- **Text passage**:
Customarily, and in everyday life, Somali women play important roles in conflict resolution – for example as actors who can bridge across clan divides (given their affiliation to both their own clan and their husband’s clan), and as mediators in micro-scale conflicts and disputes. The support to women’s groups assisted in further mobilizing and organizing existing capacities, for example through arranging meeting rooms for the women, helping to organize women’s dialogues, and bringing together and coordinating the different groups. ‘Women’s Peace Platforms’ were developed in a few communities, and came to function as established bodies to be called upon to mediate, for example, in neighborhood conflicts or family fights.

The process of connecting different actors working for peace and security was extended to community policing activities. Community policing committees had been established in several locations. These committees were run by a mix of community members (men as well as women) and traditional authorities. Smaller cases were often brought to the committees rather than directly to the police.

- **Dataset excerpts**:

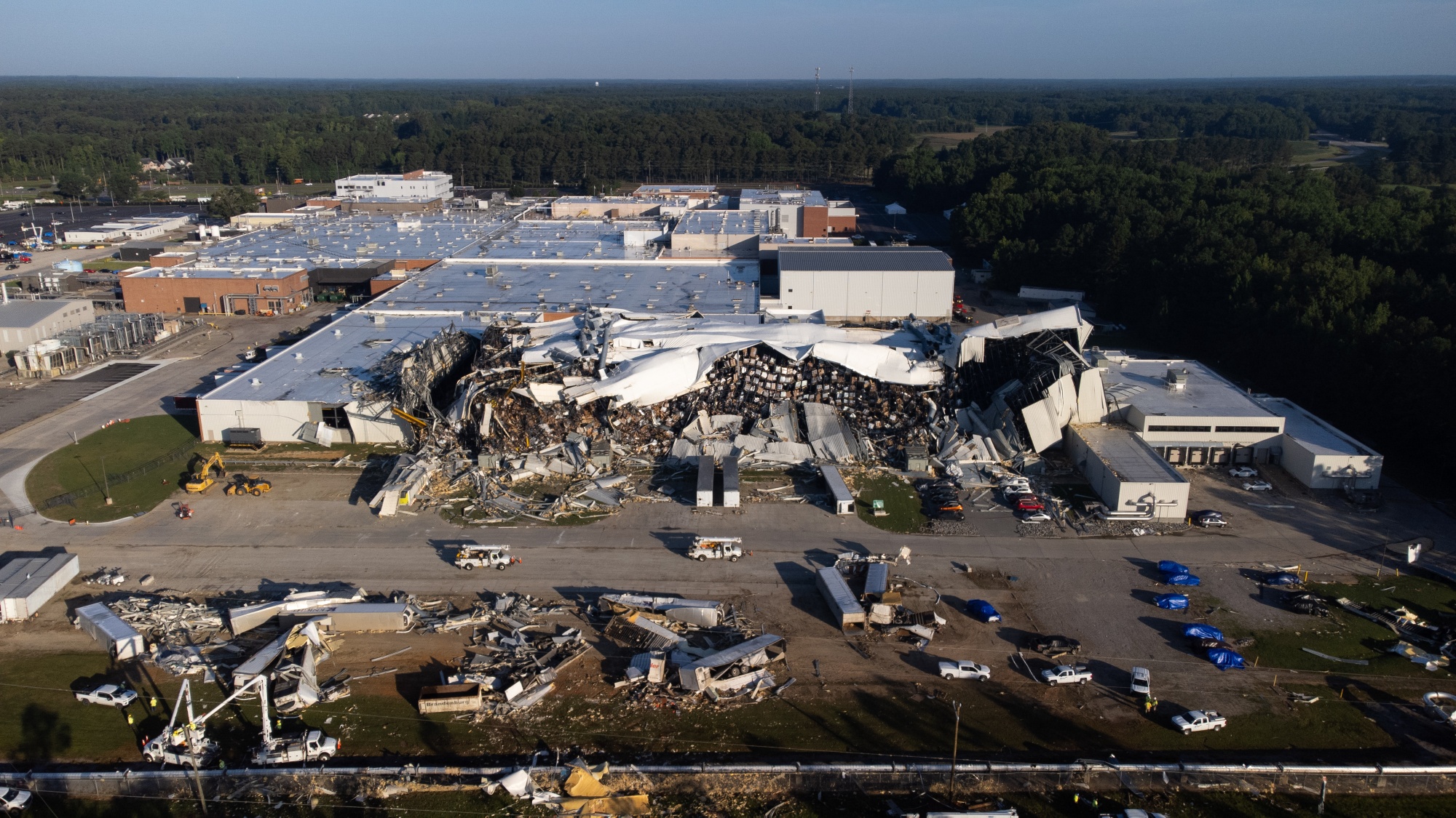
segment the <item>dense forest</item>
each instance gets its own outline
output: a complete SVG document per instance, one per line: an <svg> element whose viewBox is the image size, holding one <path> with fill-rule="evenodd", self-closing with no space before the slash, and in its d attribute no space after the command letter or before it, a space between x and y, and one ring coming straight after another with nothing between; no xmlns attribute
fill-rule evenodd
<svg viewBox="0 0 1456 818"><path fill-rule="evenodd" d="M1079 122L1149 140L1389 140L1390 180L1456 180L1456 87L1242 83L0 82L0 175L329 180L435 167L476 186L863 180L920 132ZM591 185L596 186L596 185Z"/></svg>
<svg viewBox="0 0 1456 818"><path fill-rule="evenodd" d="M1408 137L1421 140L1420 135ZM1290 167L1283 144L1120 141L1053 122L888 159L901 201L964 202L962 259L997 284L1088 291L1139 342L1293 397L1452 486L1456 189L1356 164Z"/></svg>
<svg viewBox="0 0 1456 818"><path fill-rule="evenodd" d="M872 180L955 208L962 262L1293 397L1392 456L1456 447L1456 83L338 83L6 80L0 175L127 189L432 167L476 186ZM922 134L1016 128L929 150ZM1316 131L1386 141L1325 172ZM132 188L134 189L134 188Z"/></svg>

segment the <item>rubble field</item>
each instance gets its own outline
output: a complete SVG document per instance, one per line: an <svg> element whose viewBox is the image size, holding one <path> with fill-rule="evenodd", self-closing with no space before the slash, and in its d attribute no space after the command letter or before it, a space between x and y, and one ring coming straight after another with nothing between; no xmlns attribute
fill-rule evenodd
<svg viewBox="0 0 1456 818"><path fill-rule="evenodd" d="M853 572L850 576L853 581ZM961 747L967 751L1278 750L1287 744L1338 750L1393 747L1393 736L1431 739L1427 734L1433 728L1420 726L1418 709L1382 704L1382 696L1418 700L1424 686L1431 683L1425 671L1404 659L1399 664L1425 677L1386 677L1379 687L1388 693L1374 699L1351 693L1370 684L1367 678L1347 690L1342 686L1350 681L1341 681L1338 674L1281 671L1275 678L1270 672L1248 671L1210 677L1211 668L1195 656L1187 656L1185 667L1155 662L1155 684L1166 710L1207 706L1211 684L1219 688L1214 702L1220 712L1230 715L1238 726L1187 739L1169 731L1160 718L1143 716L1118 681L1115 668L1107 667L1107 659L1096 652L1082 658L1101 674L1093 686L1048 690L1026 678L1016 659L1009 658L1015 646L1008 640L1034 630L1048 613L1024 610L1016 601L1037 598L1019 588L1024 579L981 572L960 579L938 575L935 582L939 588L916 582L898 587L907 608L943 614L945 622L930 629L929 640L913 629L843 635L824 622L812 589L810 595L735 595L719 601L642 594L612 600L546 600L511 592L470 598L403 597L403 605L418 608L409 614L409 627L400 629L405 633L348 632L320 640L329 655L319 662L317 678L326 683L342 677L348 696L319 700L285 718L291 719L290 725L309 725L344 739L349 755L379 758L498 757L530 753L540 744L617 758L639 753L943 753L946 699L967 706L961 734ZM1360 598L1380 601L1370 595L1379 588L1367 591ZM1406 604L1427 603L1423 585L1412 582L1404 597L1411 594ZM939 605L936 597L942 600ZM968 597L997 600L1006 623L987 626L967 619L958 607ZM1392 600L1404 597L1398 591ZM122 595L115 608L149 633L159 635L163 643L208 645L213 639L204 638L207 630L226 636L226 629L217 627L221 619L217 608L201 601L153 604L146 608L153 611L149 619L135 613L143 608L134 600L137 597ZM498 610L502 600L504 607ZM223 607L239 604L258 604L256 595L234 598ZM1268 642L1270 649L1274 648L1273 636L1254 630L1255 620L1241 619L1235 611L1220 613L1217 598L1195 594L1195 607L1214 608L1213 622L1220 623L1230 639L1243 639L1252 632L1255 645ZM501 617L526 630L510 632L510 623ZM313 616L303 610L296 619L307 622ZM1328 620L1316 624L1315 617L1289 622L1307 622L1312 630L1296 624L1278 632L1284 638L1294 630L1313 636L1316 630L1329 629ZM1131 630L1143 627L1128 623ZM0 681L16 684L12 680L20 678L22 684L67 688L79 680L124 678L144 697L157 696L162 702L157 709L144 706L149 715L138 718L141 734L159 728L157 719L165 716L176 694L181 677L173 675L173 670L191 670L186 675L194 686L205 678L185 654L178 656L165 648L153 659L128 662L121 675L115 671L108 675L105 656L95 651L95 643L60 616L42 617L16 630L0 640L0 649L12 659L6 662L9 670L0 671ZM284 632L259 626L246 638L227 638L227 643L246 648L221 654L245 659L249 649L268 643L275 633ZM783 639L778 643L782 654L770 651L760 659L766 664L756 667L756 659L747 655L741 670L738 664L709 664L708 675L699 677L699 683L713 687L716 697L706 688L696 693L684 688L683 667L766 635ZM1252 649L1258 651L1259 646ZM674 659L674 652L683 655ZM936 661L965 656L987 662L993 668L992 681L948 681L935 675ZM1026 658L1035 671L1053 664L1035 654ZM665 672L655 678L654 659L665 659ZM51 674L48 665L52 664L64 678ZM19 667L26 668L23 677L16 675ZM543 668L550 671L545 684ZM280 665L280 670L277 681L297 678L287 667ZM757 675L761 671L767 671L772 681ZM214 678L218 683L195 687L204 703L215 703L223 696L227 672L220 668ZM515 683L521 686L520 693L545 693L523 703L520 693L514 699L508 693ZM482 686L479 706L460 712L419 712L425 688L462 684ZM6 706L15 712L23 712L25 702L31 702L31 694L16 688L4 694ZM106 725L115 722L98 734L111 736L109 748L92 744L87 735L87 742L76 745L76 755L63 751L61 757L134 760L135 739L130 738L119 715L76 704L64 693L47 696L41 706L66 719L100 716ZM1303 702L1318 697L1319 702L1300 703L1300 697ZM245 720L256 720L253 710L242 707L239 712ZM246 732L242 723L229 729ZM0 747L13 748L17 742L17 734L9 738L0 734Z"/></svg>

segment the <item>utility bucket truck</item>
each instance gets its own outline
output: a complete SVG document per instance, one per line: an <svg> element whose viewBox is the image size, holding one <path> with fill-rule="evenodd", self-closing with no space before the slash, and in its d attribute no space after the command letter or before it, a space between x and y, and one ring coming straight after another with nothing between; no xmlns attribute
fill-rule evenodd
<svg viewBox="0 0 1456 818"><path fill-rule="evenodd" d="M265 677L259 677L265 678ZM274 735L268 716L268 687L258 697L264 707L264 741L253 753L253 764L298 764L304 761L328 761L339 753L339 739L323 735L323 731L301 731Z"/></svg>

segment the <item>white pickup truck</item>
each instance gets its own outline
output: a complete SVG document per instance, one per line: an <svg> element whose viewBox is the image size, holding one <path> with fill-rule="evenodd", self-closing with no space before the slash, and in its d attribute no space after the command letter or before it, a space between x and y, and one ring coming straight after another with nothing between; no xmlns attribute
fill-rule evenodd
<svg viewBox="0 0 1456 818"><path fill-rule="evenodd" d="M296 764L298 761L328 761L339 753L339 739L322 731L265 739L253 753L253 764Z"/></svg>
<svg viewBox="0 0 1456 818"><path fill-rule="evenodd" d="M176 731L182 734L183 731ZM141 748L141 757L153 764L176 764L179 767L197 764L207 767L223 753L223 747L205 736L194 736L188 747L186 735L163 732Z"/></svg>
<svg viewBox="0 0 1456 818"><path fill-rule="evenodd" d="M118 687L115 684L103 684L93 690L77 690L77 702L86 702L87 704L108 704L111 707L125 707L137 700L135 690L127 690L125 687Z"/></svg>
<svg viewBox="0 0 1456 818"><path fill-rule="evenodd" d="M1041 671L1041 678L1056 687L1059 684L1086 684L1092 681L1092 671L1086 665L1057 665Z"/></svg>
<svg viewBox="0 0 1456 818"><path fill-rule="evenodd" d="M1188 710L1181 716L1174 716L1174 726L1181 729L1184 735L1200 731L1222 731L1229 719L1219 715L1217 710Z"/></svg>
<svg viewBox="0 0 1456 818"><path fill-rule="evenodd" d="M941 662L941 678L977 678L986 681L992 677L992 668L970 661Z"/></svg>

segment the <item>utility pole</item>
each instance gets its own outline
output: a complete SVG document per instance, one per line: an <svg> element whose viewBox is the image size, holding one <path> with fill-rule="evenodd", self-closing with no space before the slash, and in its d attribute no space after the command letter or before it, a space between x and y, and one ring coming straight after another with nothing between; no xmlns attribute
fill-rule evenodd
<svg viewBox="0 0 1456 818"><path fill-rule="evenodd" d="M955 735L951 738L951 806L955 806L955 755L961 750L961 703L951 700L955 710Z"/></svg>

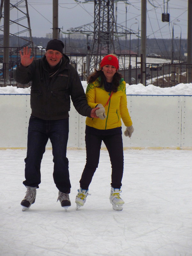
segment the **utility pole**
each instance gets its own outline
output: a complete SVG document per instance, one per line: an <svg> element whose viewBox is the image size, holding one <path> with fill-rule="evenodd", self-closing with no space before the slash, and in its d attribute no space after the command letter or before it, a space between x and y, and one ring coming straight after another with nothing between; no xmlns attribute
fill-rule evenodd
<svg viewBox="0 0 192 256"><path fill-rule="evenodd" d="M4 1L3 44L5 48L4 53L4 66L3 68L4 79L5 81L7 81L9 79L10 4L10 0L6 0L6 1Z"/></svg>
<svg viewBox="0 0 192 256"><path fill-rule="evenodd" d="M146 86L146 48L147 41L147 0L141 0L141 54L142 54L142 73L143 84Z"/></svg>
<svg viewBox="0 0 192 256"><path fill-rule="evenodd" d="M192 0L188 0L188 28L187 36L187 60L188 68L187 69L187 82L191 83L192 82L191 75L191 66L189 64L192 64Z"/></svg>
<svg viewBox="0 0 192 256"><path fill-rule="evenodd" d="M58 0L53 0L53 39L59 39Z"/></svg>

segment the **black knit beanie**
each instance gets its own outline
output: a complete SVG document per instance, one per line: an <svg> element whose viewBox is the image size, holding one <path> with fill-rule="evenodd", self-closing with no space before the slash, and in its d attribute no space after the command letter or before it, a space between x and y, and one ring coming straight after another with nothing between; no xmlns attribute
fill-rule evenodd
<svg viewBox="0 0 192 256"><path fill-rule="evenodd" d="M50 40L47 43L46 51L52 50L58 51L61 53L63 53L63 48L64 48L64 44L60 40L57 39L53 39Z"/></svg>

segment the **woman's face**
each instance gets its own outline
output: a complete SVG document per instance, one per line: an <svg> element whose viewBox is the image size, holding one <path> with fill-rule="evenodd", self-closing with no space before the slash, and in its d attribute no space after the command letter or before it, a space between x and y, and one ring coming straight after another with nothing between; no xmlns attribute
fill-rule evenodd
<svg viewBox="0 0 192 256"><path fill-rule="evenodd" d="M102 70L106 78L107 82L112 82L113 77L116 72L116 68L112 65L105 65L102 68Z"/></svg>

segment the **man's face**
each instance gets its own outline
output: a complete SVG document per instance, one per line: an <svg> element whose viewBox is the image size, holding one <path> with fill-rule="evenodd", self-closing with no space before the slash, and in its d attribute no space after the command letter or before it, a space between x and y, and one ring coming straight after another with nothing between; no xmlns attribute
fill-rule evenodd
<svg viewBox="0 0 192 256"><path fill-rule="evenodd" d="M52 68L58 64L62 56L61 52L55 50L48 50L45 53L46 59L49 66Z"/></svg>

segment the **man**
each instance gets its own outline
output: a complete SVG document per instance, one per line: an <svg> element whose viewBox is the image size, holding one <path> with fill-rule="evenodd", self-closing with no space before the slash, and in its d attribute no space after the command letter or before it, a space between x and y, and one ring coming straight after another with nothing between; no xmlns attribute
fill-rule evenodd
<svg viewBox="0 0 192 256"><path fill-rule="evenodd" d="M32 109L28 136L27 156L25 159L27 188L21 204L22 210L35 203L36 189L41 183L41 163L49 138L54 163L53 177L59 189L61 206L66 211L71 205L69 194L71 187L66 157L69 132L70 96L77 112L84 116L98 117L96 111L88 105L77 72L70 65L69 59L63 53L63 43L51 40L45 55L39 60L31 58L31 49L24 47L20 51L21 63L14 74L17 82L32 81L30 104Z"/></svg>

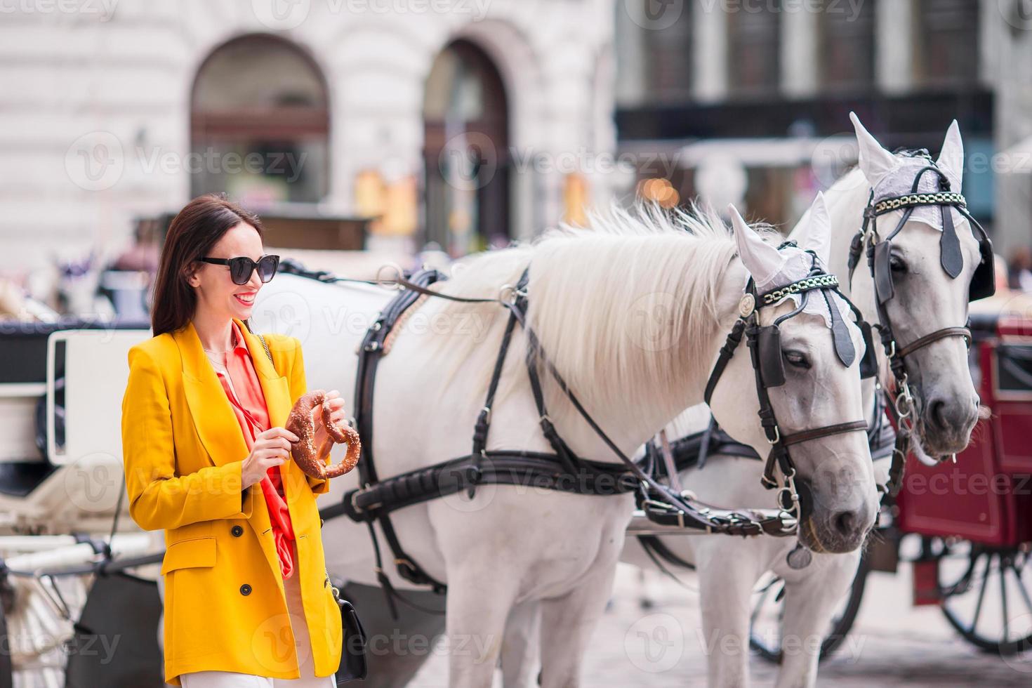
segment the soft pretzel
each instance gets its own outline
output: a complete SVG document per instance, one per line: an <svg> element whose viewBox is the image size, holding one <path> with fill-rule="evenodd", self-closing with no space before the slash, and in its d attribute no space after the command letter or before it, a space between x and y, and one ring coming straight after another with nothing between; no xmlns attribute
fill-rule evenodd
<svg viewBox="0 0 1032 688"><path fill-rule="evenodd" d="M336 478L354 468L362 449L358 433L350 425L338 426L330 420L329 406L323 404L325 400L325 390L313 390L302 394L290 409L286 425L288 430L300 437L299 440L290 443L290 455L294 458L294 462L307 474L318 479ZM322 407L321 422L326 427L328 436L326 441L317 448L317 421L313 412L319 406ZM335 444L347 445L348 452L340 463L327 466L326 457Z"/></svg>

- **Work instructions**:
A) In the passage about Somali women and peacebuilding, list every way the support to women's groups helped mobilize and organize existing capacities.
B) Pull out every line of the entries that contains the string "utility".
The entries have no connection to the passage about Somali women and peacebuilding.

- **Responses by task**:
A)
- Arranging meeting rooms for the women
- Helping to organize women's dialogues
- Bringing together and coordinating the different groups

B)
segment the <item>utility bucket truck</item>
segment the <item>utility pole</item>
segment the **utility pole**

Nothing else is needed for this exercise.